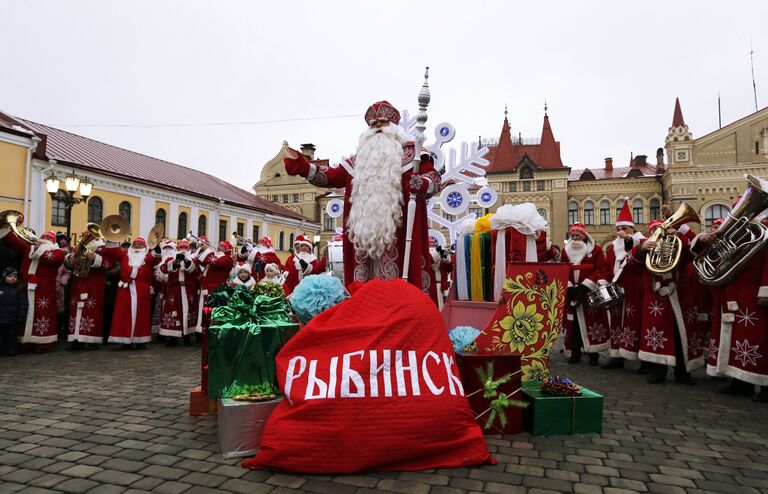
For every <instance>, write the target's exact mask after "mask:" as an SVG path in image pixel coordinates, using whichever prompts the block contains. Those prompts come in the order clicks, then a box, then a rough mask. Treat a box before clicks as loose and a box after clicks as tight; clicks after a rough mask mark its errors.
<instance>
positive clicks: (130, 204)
mask: <svg viewBox="0 0 768 494" xmlns="http://www.w3.org/2000/svg"><path fill="white" fill-rule="evenodd" d="M117 212H118V214H119V215H120V216H122V217H123V218H125V219H126V220H128V223H130V222H131V203H130V202H128V201H123V202H121V203H120V206H119V207H118V208H117Z"/></svg>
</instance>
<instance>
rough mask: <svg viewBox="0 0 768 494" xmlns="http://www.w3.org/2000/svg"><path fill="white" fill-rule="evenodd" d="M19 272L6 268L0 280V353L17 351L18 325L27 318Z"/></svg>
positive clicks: (22, 291) (13, 352)
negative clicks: (19, 275)
mask: <svg viewBox="0 0 768 494" xmlns="http://www.w3.org/2000/svg"><path fill="white" fill-rule="evenodd" d="M18 282H19V273H18V272H17V271H16V270H15V269H14V268H6V269H5V271H3V274H2V279H1V280H0V355H2V354H3V353H5V354H6V355H8V356H13V355H16V353H17V352H18V351H19V340H18V338H19V336H18V327H19V324H21V323H23V322H24V321H25V320H26V318H27V294H26V291H23V290H19V287H18Z"/></svg>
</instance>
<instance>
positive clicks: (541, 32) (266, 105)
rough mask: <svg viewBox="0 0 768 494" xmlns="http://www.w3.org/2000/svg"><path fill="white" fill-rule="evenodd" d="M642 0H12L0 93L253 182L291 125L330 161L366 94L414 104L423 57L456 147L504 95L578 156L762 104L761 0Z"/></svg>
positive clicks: (297, 132)
mask: <svg viewBox="0 0 768 494" xmlns="http://www.w3.org/2000/svg"><path fill="white" fill-rule="evenodd" d="M632 4H633V6H632V7H629V6H628V5H629V2H584V1H563V2H544V1H540V2H510V1H498V2H497V1H494V2H490V1H489V2H469V1H461V2H458V1H445V0H444V1H419V2H417V1H404V2H400V1H392V0H390V1H387V2H368V1H349V2H330V1H322V2H318V1H300V2H298V1H291V2H289V1H273V2H267V1H255V0H249V1H208V2H201V1H191V0H184V1H175V2H171V1H159V0H152V1H135V0H132V1H130V2H129V1H124V2H118V1H103V0H99V1H90V2H85V1H66V2H63V1H53V0H51V1H39V0H25V1H11V0H0V33H2V39H3V48H2V49H1V50H0V71H1V73H2V76H1V77H0V109H2V110H4V111H6V112H9V113H11V114H13V115H16V116H19V117H23V118H27V119H29V120H33V121H37V122H40V123H44V124H47V125H51V126H54V127H59V128H62V129H65V130H69V131H71V132H75V133H79V134H82V135H85V136H88V137H92V138H94V139H98V140H101V141H104V142H108V143H111V144H115V145H118V146H121V147H125V148H128V149H131V150H134V151H139V152H142V153H145V154H149V155H152V156H156V157H159V158H163V159H167V160H169V161H173V162H175V163H178V164H182V165H185V166H189V167H192V168H196V169H199V170H203V171H206V172H208V173H211V174H213V175H216V176H219V177H221V178H223V179H225V180H228V181H230V182H232V183H234V184H236V185H238V186H240V187H243V188H246V189H250V187H251V186H252V185H253V184H254V183H255V182H256V181H257V180H258V177H259V171H260V169H261V167H262V165H263V164H264V163H265V162H266V161H267V160H269V159H270V158H272V157H273V156H274V155H275V154H276V153H277V152H278V151H279V148H280V145H281V142H282V141H283V140H284V139H285V140H287V141H288V142H289V143H290V144H291V145H292V146H295V147H298V145H299V144H301V143H305V142H312V143H314V144H315V145H316V146H317V155H318V157H321V158H330V159H331V160H334V161H335V160H337V159H338V158H339V157H340V156H341V155H345V154H349V153H352V152H354V149H355V145H356V143H357V138H358V135H359V134H360V132H362V131H363V130H364V122H363V119H362V114H363V113H364V112H365V109H366V108H367V107H368V105H369V104H370V103H372V102H374V101H377V100H380V99H388V100H389V101H390V102H392V103H393V104H394V105H395V106H396V107H397V108H398V109H400V110H403V109H408V110H410V111H411V112H414V111H415V110H416V97H417V94H418V91H419V88H420V86H421V82H422V75H423V72H424V66H425V65H429V66H430V76H431V77H430V88H431V92H432V103H431V105H430V108H429V122H428V123H431V124H433V125H434V124H437V123H438V122H440V121H443V120H447V121H450V122H452V123H453V124H454V125H455V126H456V129H457V137H456V139H455V141H454V144H455V145H458V143H460V142H461V141H464V140H466V141H472V140H476V139H477V136H478V135H481V136H483V137H498V135H499V132H500V130H501V124H502V120H503V116H504V114H503V112H504V105H505V103H506V104H508V105H509V121H510V125H511V127H512V131H513V133H514V134H517V132H521V133H522V135H523V136H528V137H538V136H539V135H540V133H541V125H542V118H543V106H544V100H545V99H546V100H547V103H548V105H549V116H550V121H551V124H552V128H553V131H554V134H555V138H556V139H557V140H559V141H560V142H561V152H562V158H563V162H564V163H565V165H566V166H571V167H573V168H585V167H595V166H603V158H605V157H607V156H611V157H613V158H614V164H615V165H617V166H625V165H626V163H627V162H628V160H629V155H630V153H634V154H647V155H648V156H649V161H651V162H655V154H656V149H657V148H658V147H661V146H663V145H664V138H665V136H666V134H667V129H668V127H669V125H670V124H671V121H672V112H673V108H674V101H675V97H678V96H679V97H680V101H681V103H682V109H683V114H684V116H685V120H686V123H687V124H688V125H689V126H690V129H691V131H692V132H693V135H694V137H699V136H702V135H704V134H706V133H709V132H711V131H712V130H715V129H717V125H718V120H717V93H718V91H719V92H720V94H721V97H722V116H723V122H724V123H728V122H731V121H733V120H736V119H738V118H741V117H743V116H745V115H748V114H750V113H752V112H754V110H755V106H754V99H753V93H752V80H751V72H750V57H749V49H750V36H751V38H752V44H753V46H754V50H755V55H754V62H755V78H756V80H757V96H758V104H759V106H760V108H764V107H765V106H768V29H766V19H768V1H765V0H758V1H743V2H725V1H721V2H711V1H695V2H686V1H672V2H670V1H664V2H661V1H658V2H657V1H645V2H632ZM349 115H354V117H349ZM331 117H334V118H331ZM296 119H304V120H296ZM280 120H282V121H280ZM268 121H271V122H272V123H261V124H251V125H245V124H237V125H216V126H211V125H208V126H205V125H200V126H183V127H179V126H163V125H168V124H185V125H189V124H211V123H224V122H268ZM125 125H128V127H115V126H125Z"/></svg>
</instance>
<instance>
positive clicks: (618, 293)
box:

================

**Exercise**
Collect each line of the data above that contains the string "rough". Uppercase and lowercase letters count as different.

**Expected answer**
For every <instance>, write the target's exact mask after "mask:" as an SVG path in image pixel coordinates, using whichever prompts the block contains. Those prompts come in the order clicks, then a box, then a rough mask. Treat a box before clicks as loose and a box after clicks as tight; clicks after a rough mask mark its errors.
rough mask: <svg viewBox="0 0 768 494" xmlns="http://www.w3.org/2000/svg"><path fill="white" fill-rule="evenodd" d="M19 272L6 268L0 280V353L17 351L18 325L27 318Z"/></svg>
rough mask: <svg viewBox="0 0 768 494" xmlns="http://www.w3.org/2000/svg"><path fill="white" fill-rule="evenodd" d="M642 0H12L0 93L253 182L291 125L330 161L366 94L414 104L423 57L456 147L504 95L578 156L762 104L761 0Z"/></svg>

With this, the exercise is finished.